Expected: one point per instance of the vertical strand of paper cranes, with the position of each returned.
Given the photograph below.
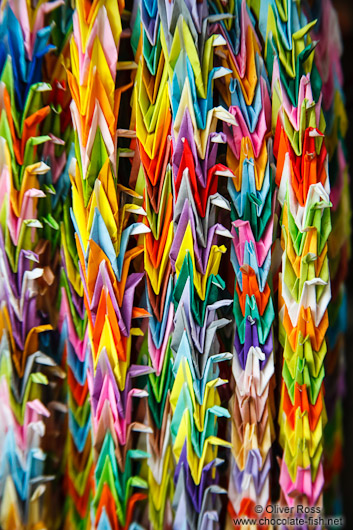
(246, 93)
(78, 480)
(106, 214)
(153, 120)
(304, 281)
(327, 56)
(32, 417)
(198, 426)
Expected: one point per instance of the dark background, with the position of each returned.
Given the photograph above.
(345, 13)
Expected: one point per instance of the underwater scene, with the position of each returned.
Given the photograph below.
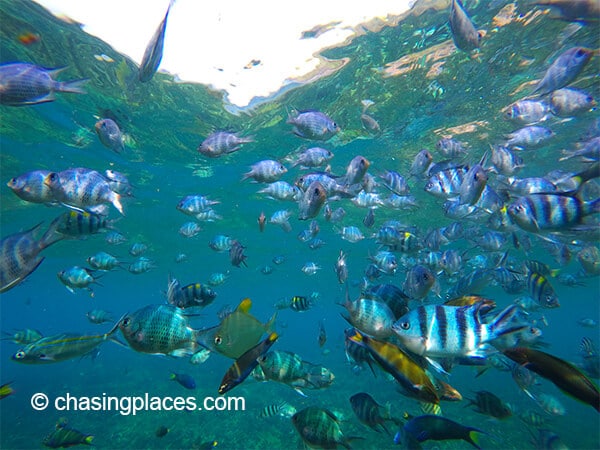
(400, 250)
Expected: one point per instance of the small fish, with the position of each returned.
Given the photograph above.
(437, 428)
(110, 135)
(236, 254)
(541, 290)
(6, 390)
(341, 268)
(311, 201)
(63, 437)
(141, 265)
(299, 303)
(189, 229)
(313, 125)
(266, 171)
(153, 53)
(77, 278)
(567, 102)
(200, 357)
(421, 163)
(528, 111)
(464, 34)
(27, 84)
(82, 188)
(99, 316)
(222, 143)
(318, 427)
(20, 254)
(245, 364)
(311, 268)
(567, 211)
(281, 409)
(30, 187)
(26, 336)
(262, 220)
(322, 335)
(313, 157)
(185, 380)
(563, 70)
(103, 261)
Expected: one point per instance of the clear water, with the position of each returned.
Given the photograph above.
(167, 121)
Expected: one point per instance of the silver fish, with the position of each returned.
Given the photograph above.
(27, 84)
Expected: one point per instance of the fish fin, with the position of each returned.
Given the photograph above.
(181, 353)
(244, 306)
(437, 366)
(116, 201)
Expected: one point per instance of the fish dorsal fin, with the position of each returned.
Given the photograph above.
(244, 306)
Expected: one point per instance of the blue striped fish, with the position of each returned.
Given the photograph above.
(447, 331)
(538, 212)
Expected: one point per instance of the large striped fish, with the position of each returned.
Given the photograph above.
(449, 331)
(539, 212)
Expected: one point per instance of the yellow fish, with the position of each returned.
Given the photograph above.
(237, 333)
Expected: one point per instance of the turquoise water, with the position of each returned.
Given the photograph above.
(165, 122)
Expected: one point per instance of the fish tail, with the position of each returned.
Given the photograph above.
(52, 235)
(75, 86)
(116, 201)
(501, 325)
(593, 207)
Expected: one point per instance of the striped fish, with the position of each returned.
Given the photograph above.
(541, 290)
(446, 331)
(82, 188)
(446, 183)
(282, 409)
(539, 212)
(370, 316)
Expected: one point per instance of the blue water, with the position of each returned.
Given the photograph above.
(166, 122)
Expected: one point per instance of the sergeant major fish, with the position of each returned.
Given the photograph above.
(222, 143)
(313, 125)
(444, 331)
(27, 84)
(20, 254)
(82, 188)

| How to complete this task |
Transcribe the listing exactly, skipping pictures.

| Result below |
Expected: one point per instance of the vertical strand of paper cranes, with the position of each returned.
Given the photograph below.
(246, 93)
(78, 480)
(106, 214)
(153, 120)
(304, 281)
(327, 56)
(32, 417)
(198, 426)
Expected: one point per instance of the dark background, with the position of each returned.
Given the photograph above.
(345, 13)
Expected: one point per instance of the underwater scene, with the position of each returned.
Given the photograph below.
(400, 250)
Expected: one point per instance of the small fish, with the position of each returned.
Given the photograph above.
(437, 428)
(110, 135)
(236, 254)
(541, 290)
(6, 390)
(341, 268)
(311, 201)
(63, 437)
(141, 265)
(299, 303)
(189, 229)
(313, 125)
(266, 171)
(153, 53)
(77, 278)
(567, 102)
(200, 357)
(421, 163)
(528, 111)
(464, 34)
(27, 84)
(82, 188)
(99, 316)
(222, 143)
(318, 427)
(20, 254)
(245, 364)
(311, 268)
(567, 211)
(281, 409)
(30, 187)
(26, 336)
(262, 220)
(322, 335)
(313, 157)
(185, 380)
(563, 70)
(103, 261)
Expected: one point per instance of the clear water, with the position of each returned.
Given the photograph above.
(167, 121)
Expected: one point per instance of the silver fish, with the position of each returned.
Given the photograph above.
(27, 84)
Expected: one point per instance of the fish fin, with the position of each returned.
Given the photograph above.
(181, 353)
(244, 306)
(437, 366)
(116, 201)
Expected: one point per instance of the fish dorsal fin, with the position of each returned.
Given the photograph above.
(244, 306)
Expected: one point per instance of the blue striped fish, with the position of each returned.
Given the photograph above.
(447, 331)
(538, 212)
Expected: one point per instance of the large striped fish, with the position of each returned.
Given the photograph above.
(449, 331)
(539, 212)
Expected: one point per instance of the yellow fish, with the position of each returned.
Given the photograph above.
(237, 333)
Expected: one point per instance of the turquoise water, with the position of each returned.
Given the photograph above.
(165, 122)
Expected: one point per instance of the fish tail, with the position of each returned.
Given the photograph above.
(52, 235)
(75, 86)
(116, 201)
(501, 325)
(593, 207)
Expected: one point per instance of the striped fish, with the position of each returned.
Given the photograph above.
(541, 290)
(446, 331)
(82, 188)
(446, 183)
(282, 409)
(539, 212)
(370, 316)
Expected: one point per instance of the blue water, with the position of each returned.
Given the photograph above.
(166, 122)
Expected: one point per instance of the sergeant major fish, with the position of each returned.
Given the photograph above.
(222, 143)
(313, 125)
(444, 331)
(27, 84)
(20, 254)
(82, 188)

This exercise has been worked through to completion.